(Raw records)
-- start --

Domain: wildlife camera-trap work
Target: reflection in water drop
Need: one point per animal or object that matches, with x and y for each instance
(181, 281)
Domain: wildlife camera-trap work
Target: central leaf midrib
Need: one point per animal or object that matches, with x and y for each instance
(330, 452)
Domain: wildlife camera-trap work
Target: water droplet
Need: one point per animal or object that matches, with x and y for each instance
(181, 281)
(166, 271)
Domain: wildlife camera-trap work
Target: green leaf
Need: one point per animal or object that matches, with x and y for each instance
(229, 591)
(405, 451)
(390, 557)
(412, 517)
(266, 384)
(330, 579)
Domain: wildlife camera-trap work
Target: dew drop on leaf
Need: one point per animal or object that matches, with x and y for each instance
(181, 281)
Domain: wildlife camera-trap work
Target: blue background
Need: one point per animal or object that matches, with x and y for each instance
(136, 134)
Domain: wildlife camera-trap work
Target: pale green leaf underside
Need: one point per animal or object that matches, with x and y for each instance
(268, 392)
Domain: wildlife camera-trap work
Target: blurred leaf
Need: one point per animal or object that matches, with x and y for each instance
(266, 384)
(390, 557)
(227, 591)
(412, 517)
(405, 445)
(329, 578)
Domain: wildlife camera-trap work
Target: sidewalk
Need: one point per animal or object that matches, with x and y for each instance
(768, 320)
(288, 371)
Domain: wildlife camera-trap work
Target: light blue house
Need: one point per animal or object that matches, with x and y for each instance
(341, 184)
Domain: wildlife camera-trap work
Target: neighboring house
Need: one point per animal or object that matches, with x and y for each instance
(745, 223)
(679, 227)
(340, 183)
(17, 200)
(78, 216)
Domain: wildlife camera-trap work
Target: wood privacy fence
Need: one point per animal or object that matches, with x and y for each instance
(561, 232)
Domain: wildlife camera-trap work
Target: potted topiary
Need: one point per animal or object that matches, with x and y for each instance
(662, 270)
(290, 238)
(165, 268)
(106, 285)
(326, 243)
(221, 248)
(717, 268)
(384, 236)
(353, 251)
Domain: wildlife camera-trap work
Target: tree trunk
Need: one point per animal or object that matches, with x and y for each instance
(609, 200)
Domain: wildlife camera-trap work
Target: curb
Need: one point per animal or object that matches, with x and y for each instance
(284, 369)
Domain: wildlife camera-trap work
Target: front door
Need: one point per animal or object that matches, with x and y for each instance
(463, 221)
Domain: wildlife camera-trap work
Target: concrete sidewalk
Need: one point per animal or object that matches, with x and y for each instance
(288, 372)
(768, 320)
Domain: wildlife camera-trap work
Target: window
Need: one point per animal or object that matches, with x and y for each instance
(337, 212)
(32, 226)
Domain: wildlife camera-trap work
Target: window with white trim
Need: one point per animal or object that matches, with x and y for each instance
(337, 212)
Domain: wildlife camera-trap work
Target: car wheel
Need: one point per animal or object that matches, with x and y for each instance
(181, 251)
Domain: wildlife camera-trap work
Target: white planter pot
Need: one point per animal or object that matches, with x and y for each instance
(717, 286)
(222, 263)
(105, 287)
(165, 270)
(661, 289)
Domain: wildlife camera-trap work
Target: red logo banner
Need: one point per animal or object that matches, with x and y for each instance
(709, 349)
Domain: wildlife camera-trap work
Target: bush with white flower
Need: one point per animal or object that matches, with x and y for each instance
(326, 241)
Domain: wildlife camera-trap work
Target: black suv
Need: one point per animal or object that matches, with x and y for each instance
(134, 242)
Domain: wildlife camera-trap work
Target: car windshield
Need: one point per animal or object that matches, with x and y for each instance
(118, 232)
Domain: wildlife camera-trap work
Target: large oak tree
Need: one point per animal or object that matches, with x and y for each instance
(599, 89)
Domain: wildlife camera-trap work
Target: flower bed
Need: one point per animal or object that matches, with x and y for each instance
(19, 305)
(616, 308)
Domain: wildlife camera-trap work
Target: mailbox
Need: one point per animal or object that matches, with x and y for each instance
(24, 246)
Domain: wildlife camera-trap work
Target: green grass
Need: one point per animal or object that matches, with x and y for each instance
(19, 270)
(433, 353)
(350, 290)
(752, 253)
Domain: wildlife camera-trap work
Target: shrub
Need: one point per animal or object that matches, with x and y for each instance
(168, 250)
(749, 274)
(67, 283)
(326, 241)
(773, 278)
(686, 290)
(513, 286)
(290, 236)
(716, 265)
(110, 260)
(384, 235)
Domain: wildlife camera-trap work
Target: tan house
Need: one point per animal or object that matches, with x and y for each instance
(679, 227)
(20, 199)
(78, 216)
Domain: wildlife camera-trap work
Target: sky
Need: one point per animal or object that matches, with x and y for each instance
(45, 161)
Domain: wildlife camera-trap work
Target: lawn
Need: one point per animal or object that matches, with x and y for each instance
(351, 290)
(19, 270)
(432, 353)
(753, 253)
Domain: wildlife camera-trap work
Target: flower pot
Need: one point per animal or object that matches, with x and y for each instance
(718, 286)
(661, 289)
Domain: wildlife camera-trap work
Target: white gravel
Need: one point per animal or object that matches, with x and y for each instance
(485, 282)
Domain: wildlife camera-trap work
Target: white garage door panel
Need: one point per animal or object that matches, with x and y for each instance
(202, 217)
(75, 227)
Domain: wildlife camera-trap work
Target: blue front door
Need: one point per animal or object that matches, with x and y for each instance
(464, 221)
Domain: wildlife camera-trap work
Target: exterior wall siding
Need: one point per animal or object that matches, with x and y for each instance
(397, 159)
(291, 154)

-- end --

— AIM —
Pull out every line of the items above that contains the string "flower". Copy each matching line in full.

— ANSWER TO THIS TASK —
Target: bush with white flower
Target: flower bed
Target: flower pot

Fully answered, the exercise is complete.